━━ EXTRACT ━━

IN THE SUMMER OF 1985, backpacking and extreme outdoor sports such as hang gliding, aerial skiing, and BASE jumping were riding a wave of popularity. Few aficionados were as intense in their quest for adventure as Esteban, Rice, and especially Pippey whose newly discovered love for the outdoors was toughening his body and spirit. Pippey liked nothing better than a grueling backpacking trip. He set a fierce pace way ahead of others, as if he were leaving behind years of family neglect and abuse. Pippey s favorite destination was Mount Whitney, offering one of the most spectacular hikes in the country.
Summiting Mount Whitney—at 14,494 feet, the highest peak in the lower forty-eight states—involves eleven uphill miles and an elevation gain of more than six thousand feet, mainly on a steady, 15 percent grade. Fortunately, there are countless switchbacks—a hundred of them just between Trail Camp at twelve thousand feet, where backpackers overnight, and the crest of the ridge at fourteen thousand feet.*
In early July, three weeks before the upcoming Half Dome event, Pippey organized a backpacking trip to Mount Whitney with Esteban and Frith. The plan was to hike to the summit, which is located in Sequoia National Park, then descend the other side and camp at the eastern end of the Park. It would be a major test for Frith, who had been in California less than three months, and who was overweight and a smoker. Frith may not have been in the best of shape, but his boundless enthusiasm usually carried the day.
En route to Mount Whitney, the Bip Mobile cruised east across the Central Valley, through Tuolumne Meadows in Yosemite, over Tioga Pass, and south down Highway 395 for a hundred miles. The three men crawled into sleeping bags alongside the parking lot at Whitney Portal (elevation: eight thousand feet) and slept. At sunrise, they set out for Trail Camp, where they spent the night before the final ascent.
Adding to the physical stress of lugging a fifty-pound backpack up more than six thousand feet are the risks posed by high altitude. As you climb higher, each breath contains fewer oxygen molecules due to decreasing barometric pressure; blood becomes increasingly inefficient as an oxygen supplier, so yo
ur body must work harder. Any exertion during the first couple of days at high elevation—even going up a typical staircase—causes shortness of breath, a normal response.

━━━
━━ RECORDS PROVIDED ━━

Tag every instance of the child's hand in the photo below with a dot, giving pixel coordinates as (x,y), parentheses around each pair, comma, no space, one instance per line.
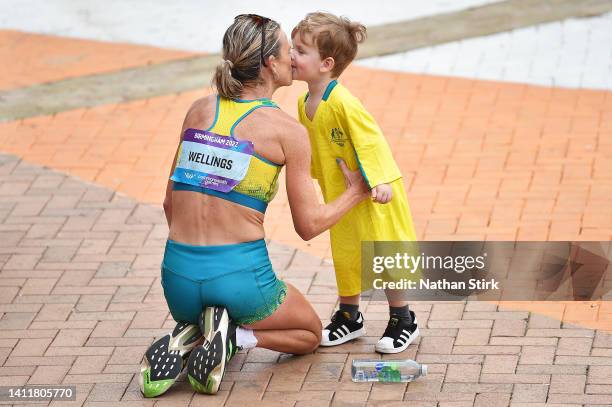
(382,193)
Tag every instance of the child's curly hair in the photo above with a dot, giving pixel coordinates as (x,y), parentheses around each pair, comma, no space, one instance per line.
(334,36)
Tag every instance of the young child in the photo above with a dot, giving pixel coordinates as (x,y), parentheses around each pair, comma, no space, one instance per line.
(340,128)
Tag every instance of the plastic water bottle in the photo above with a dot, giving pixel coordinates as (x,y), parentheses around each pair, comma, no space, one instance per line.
(377,370)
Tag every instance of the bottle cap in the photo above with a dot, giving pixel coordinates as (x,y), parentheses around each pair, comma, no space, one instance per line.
(423,370)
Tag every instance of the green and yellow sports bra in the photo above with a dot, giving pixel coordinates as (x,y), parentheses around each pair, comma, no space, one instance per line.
(259,185)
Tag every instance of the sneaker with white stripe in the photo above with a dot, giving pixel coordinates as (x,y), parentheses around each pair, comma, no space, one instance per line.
(399,334)
(342,329)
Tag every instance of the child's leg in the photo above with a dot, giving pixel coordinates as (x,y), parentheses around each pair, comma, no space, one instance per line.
(398,306)
(402,328)
(346,323)
(350,305)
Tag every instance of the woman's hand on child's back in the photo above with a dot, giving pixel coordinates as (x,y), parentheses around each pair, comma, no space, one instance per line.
(354,180)
(382,193)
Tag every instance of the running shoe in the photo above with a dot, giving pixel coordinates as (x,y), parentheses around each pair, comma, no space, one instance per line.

━━━

▸ **TO DO**:
1. In the extract about the Mount Whitney trip, how high is the summit of Mount Whitney?
2. In the extract about the Mount Whitney trip, rewrite the stretch from "Adding to the" through "a normal response.", putting "flight of stairs" in place of "staircase".

▸ **RESPONSES FOR EACH TASK**:
1. 14,494 feet

2.
Adding to the physical stress of lugging a fifty-pound backpack up more than six thousand feet are the risks posed by high altitude. As you climb higher, each breath contains fewer oxygen molecules due to decreasing barometric pressure; blood becomes increasingly inefficient as an oxygen supplier, so yo
ur body must work harder. Any exertion during the first couple of days at high elevation—even going up a typical flight of stairs—causes shortness of breath, a normal response.